#### Actions to take
(a) Please explain in one to three sentences why the change in the ocfs2 patch thread waits for dlm recovery to finish when migrating all lockres.
(b) Carry on the ocfs2 patch thread from its last line.

#### Excerpted passage

[Start]

[Ocfs2-devel] [PATCH] ocfs2/dlm: wait for dlm recovery done when migrating all lockres

All of lore.kernel.org
 help / color / mirror / Atom feed

From: piaojun <piaojun@huawei.com>
To: ocfs2-devel@oss.oracle.com
Subject: [Ocfs2-devel] [PATCH] ocfs2/dlm: wait for dlm recovery done when migrating all lockres
Date: Wed, 1 Nov 2017 13:52:54 +0800	[thread overview]
Message-ID: <59F96136.3070307@huawei.com> (raw)
In-Reply-To: <63ADC13FD55D6546B7DECE290D39E373CED73303@H3CMLB14-EX.srv.huawei-3com.com>

Hi Changwei,

On 2017/11/1 10:47, Changwei Ge wrote:
> Hi Jun,
> 
> Thanks for reporting.
> I am very interesting in this issue. But, first of all, I want to make 
> this issue clear, so that I might be able to provide some comments.
> 
> 
> On 2017/11/1 9:16, piaojun wrote:
>> wait for dlm recovery done when migrating all lockres in case of new
>> lockres to be left after leaving dlm domain.
> 
> What do you mean by 'a new lock resource to be left after leaving 
> domain'? It means we leak a dlm lock resource if below situation happens.
> 
a new lockres is the one collected by NodeA during recoverying for
NodeB. It leaks a lockres indeed.

[End]

(Coordinate labeling data)
[Start]

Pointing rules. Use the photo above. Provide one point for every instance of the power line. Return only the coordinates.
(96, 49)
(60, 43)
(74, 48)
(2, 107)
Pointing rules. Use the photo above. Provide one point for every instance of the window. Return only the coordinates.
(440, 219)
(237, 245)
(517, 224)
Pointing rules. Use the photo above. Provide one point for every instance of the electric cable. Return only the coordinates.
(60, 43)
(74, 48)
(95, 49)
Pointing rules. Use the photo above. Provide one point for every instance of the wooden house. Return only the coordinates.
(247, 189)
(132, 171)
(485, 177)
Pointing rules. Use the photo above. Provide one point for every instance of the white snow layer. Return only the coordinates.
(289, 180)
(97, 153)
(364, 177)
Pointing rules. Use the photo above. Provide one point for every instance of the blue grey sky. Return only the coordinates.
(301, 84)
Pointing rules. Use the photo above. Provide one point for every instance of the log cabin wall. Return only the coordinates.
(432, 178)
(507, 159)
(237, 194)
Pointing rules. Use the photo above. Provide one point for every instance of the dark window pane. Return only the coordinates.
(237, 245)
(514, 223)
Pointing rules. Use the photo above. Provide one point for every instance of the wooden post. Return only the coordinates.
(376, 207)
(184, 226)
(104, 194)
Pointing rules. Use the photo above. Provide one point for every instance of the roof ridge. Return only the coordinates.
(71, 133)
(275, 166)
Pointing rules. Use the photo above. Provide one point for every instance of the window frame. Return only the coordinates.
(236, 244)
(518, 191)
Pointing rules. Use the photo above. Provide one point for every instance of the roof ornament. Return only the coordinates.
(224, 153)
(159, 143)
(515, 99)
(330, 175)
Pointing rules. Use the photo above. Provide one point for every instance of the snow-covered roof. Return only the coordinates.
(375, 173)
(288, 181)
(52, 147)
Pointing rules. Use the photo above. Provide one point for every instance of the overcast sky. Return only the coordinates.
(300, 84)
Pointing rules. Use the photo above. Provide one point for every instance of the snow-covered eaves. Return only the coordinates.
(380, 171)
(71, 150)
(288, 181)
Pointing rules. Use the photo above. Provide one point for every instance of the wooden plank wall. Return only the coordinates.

[End]

#### Outputs in order
(a) It waits so that no new lockres is left behind after the node leaves the dlm domain. Such a lockres is one that NodeA collected while recovering for NodeB, and leaving it behind leaks it.

(b)
>>
>>        NodeA                       NodeB                NodeC
>>
>> umount and migrate
>> all lockres
>>
>>                                   node down
>>
>> do recovery for NodeB
>> and collect a new lockres
>> form other live nodes
> 
> You mean a lock resource whose owner was NodeB is just migrated from 
> other cluster member nodes?
> 
that is it.
>>
>> leave domain but the
>> new lockres remains
>>
>>                                                    mount and join domain
>>
>>                                                    request for the owner
>>                                                    of the new lockres, but
>>                                                    all the other nodes said
>>                                                    'NO', so NodeC decide to
>>                                                    the owner, and send do
>>                                                    assert msg to other nodes.
>>
>>                                                    other nodes receive the msg
>>                                                    and found two masters exist.
>>                                                    at last cause BUG in
>>                                                    dlm_assert_master_handler()
>>                                                    -->BUG();
> 
> If this issue truly exists, can we take some efforts in 
> dlm_exit_domain_handler? Or perhaps we should kick dlm's work queue 
> before migrating all lock resources.
> 
If NodeA has entered dlm_leave_domain(), we can hardly go back
migrating res. Perhaps more work will be needed in that way.
>>
>> Fixes: bc9838c4d44a ("dlm: allow dlm do recovery during shutdown")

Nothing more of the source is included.